(Beginning of Given entries)
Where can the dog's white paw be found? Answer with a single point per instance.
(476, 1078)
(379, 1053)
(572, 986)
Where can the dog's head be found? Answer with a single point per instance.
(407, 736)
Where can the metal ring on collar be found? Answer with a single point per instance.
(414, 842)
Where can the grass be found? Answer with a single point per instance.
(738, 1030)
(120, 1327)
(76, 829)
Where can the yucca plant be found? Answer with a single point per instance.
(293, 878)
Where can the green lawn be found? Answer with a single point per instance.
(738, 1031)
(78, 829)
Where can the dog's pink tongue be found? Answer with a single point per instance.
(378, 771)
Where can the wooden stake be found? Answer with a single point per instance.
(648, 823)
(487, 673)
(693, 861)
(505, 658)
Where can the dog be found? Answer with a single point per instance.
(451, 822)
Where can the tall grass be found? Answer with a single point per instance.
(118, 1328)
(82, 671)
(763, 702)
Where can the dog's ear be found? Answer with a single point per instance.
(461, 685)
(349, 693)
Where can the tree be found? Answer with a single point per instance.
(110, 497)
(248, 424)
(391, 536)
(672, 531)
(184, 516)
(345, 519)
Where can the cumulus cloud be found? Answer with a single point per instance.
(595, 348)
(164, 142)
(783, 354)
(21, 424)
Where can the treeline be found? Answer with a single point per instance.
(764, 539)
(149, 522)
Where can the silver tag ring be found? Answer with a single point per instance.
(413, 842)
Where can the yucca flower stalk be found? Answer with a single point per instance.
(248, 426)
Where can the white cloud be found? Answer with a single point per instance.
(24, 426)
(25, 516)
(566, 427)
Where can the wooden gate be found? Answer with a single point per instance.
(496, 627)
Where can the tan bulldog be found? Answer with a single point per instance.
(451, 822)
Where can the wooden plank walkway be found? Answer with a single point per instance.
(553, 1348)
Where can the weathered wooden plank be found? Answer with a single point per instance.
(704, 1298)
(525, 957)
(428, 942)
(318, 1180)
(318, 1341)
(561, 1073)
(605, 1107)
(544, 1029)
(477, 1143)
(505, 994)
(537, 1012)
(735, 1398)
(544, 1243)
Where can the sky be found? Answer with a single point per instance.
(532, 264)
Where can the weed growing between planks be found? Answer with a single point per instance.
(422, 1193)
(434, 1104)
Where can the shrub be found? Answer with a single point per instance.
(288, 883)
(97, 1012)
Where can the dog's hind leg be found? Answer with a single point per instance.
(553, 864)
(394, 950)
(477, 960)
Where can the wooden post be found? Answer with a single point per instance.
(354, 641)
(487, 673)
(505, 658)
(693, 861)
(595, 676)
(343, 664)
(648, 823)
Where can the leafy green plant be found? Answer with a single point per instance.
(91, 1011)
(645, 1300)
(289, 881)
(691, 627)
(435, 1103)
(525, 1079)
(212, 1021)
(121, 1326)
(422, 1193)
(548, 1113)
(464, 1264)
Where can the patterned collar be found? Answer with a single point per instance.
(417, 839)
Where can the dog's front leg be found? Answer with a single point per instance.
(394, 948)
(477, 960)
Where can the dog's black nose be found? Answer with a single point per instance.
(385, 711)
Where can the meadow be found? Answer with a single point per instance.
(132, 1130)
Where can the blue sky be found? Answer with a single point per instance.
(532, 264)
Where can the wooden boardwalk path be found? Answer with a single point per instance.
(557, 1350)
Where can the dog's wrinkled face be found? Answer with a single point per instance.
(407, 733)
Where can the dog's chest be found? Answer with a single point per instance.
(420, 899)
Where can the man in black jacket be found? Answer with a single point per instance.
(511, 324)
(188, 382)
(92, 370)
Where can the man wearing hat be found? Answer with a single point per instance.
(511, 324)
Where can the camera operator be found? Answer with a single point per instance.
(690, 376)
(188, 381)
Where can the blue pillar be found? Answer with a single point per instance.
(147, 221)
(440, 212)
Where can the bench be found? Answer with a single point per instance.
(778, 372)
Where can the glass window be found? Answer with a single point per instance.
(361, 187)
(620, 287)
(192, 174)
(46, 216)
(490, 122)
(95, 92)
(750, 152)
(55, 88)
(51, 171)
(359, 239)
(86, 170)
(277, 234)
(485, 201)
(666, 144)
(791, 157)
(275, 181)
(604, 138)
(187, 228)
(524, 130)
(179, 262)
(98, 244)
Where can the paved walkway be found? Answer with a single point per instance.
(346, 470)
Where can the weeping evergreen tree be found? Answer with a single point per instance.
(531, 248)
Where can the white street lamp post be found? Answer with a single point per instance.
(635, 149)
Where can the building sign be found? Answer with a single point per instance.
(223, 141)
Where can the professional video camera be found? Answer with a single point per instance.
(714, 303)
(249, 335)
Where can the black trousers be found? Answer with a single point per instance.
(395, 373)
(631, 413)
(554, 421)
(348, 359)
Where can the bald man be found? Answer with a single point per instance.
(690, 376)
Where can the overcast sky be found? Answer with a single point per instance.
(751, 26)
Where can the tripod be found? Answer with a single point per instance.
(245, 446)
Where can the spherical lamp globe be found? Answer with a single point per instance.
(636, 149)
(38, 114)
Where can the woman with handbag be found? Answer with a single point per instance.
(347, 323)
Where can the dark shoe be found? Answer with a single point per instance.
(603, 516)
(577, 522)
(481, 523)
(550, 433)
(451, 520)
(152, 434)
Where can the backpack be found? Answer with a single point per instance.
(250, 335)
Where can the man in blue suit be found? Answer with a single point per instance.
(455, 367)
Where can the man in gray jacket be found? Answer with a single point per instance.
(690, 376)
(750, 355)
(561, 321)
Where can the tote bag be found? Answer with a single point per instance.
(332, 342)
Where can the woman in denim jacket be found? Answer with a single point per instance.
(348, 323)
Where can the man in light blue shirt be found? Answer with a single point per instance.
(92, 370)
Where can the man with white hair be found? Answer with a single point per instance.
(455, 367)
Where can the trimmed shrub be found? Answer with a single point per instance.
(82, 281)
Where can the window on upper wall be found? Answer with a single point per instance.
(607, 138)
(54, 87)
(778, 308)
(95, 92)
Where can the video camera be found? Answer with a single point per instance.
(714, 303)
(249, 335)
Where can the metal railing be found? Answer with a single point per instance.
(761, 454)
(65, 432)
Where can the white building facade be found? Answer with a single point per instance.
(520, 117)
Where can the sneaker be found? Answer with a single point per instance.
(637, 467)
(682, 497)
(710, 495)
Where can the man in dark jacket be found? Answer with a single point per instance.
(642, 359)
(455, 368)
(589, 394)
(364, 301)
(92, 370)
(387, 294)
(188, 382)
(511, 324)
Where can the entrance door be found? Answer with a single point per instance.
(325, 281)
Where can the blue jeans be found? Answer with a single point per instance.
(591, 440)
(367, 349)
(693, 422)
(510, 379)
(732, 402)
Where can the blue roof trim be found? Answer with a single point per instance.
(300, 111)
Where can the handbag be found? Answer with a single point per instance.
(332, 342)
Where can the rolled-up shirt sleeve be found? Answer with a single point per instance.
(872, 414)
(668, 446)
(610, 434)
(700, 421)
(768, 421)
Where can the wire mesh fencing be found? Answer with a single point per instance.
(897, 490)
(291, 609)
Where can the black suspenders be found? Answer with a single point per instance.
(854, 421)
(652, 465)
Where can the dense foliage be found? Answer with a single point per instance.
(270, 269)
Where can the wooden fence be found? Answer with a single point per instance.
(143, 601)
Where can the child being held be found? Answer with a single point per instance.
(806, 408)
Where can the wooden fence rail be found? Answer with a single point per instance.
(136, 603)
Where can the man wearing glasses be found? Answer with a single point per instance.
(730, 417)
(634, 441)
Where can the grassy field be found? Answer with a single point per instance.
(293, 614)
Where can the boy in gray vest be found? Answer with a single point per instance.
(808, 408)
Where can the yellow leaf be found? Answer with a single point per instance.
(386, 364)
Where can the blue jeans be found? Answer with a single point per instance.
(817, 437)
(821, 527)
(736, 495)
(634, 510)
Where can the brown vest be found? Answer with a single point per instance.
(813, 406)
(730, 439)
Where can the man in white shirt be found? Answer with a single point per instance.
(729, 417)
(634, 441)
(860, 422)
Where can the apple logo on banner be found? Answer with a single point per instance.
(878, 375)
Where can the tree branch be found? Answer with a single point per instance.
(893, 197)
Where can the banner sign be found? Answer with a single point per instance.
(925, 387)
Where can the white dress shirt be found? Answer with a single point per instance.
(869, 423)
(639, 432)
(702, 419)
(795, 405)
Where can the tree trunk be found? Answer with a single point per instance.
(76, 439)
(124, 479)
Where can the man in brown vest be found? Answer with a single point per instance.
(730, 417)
(End of Given entries)
#### Work task
Each line from the one with "Where can the child" through the last line of the material is to be retyped exactly, and no other line is.

#### Response to this task
Where can the child being held be found? Answer with a single point per instance.
(806, 408)
Where can the wooden fence rail be found? Answer with a single point per instance.
(136, 603)
Where can the man wearing glasses be found? Answer with a single point per instance.
(730, 417)
(634, 441)
Where can the grassy field be found? Answer with a single point per instance.
(293, 614)
Where can the boy in gray vest be found? Answer with a single point per instance.
(808, 408)
Where can the yellow leaf be found? Answer with a single point per instance.
(386, 364)
Where can the blue jeans be found? Answer with a single point per instance.
(817, 437)
(821, 527)
(736, 495)
(634, 510)
Where can the brown vest be found? Answer with a single point per instance.
(813, 406)
(730, 439)
Where can the man in white shirt be found? Answer with a single point per instance.
(729, 417)
(634, 441)
(860, 422)
Where can the apple logo on banner be found? Answer with a single point per instance.
(878, 375)
Where can the tree branch be found? Answer with a single point per instance.
(893, 197)
Where can the banner sign be found? Answer with a single point per instance.
(925, 387)
Where can the white dress shirt be found? Answer with a single point per instance.
(869, 423)
(639, 432)
(702, 419)
(795, 405)
Where can the tree trunk be found? Answer with a single point per instance.
(76, 439)
(124, 479)
Where can the man in brown vest be found? Answer with a single point per instance.
(730, 417)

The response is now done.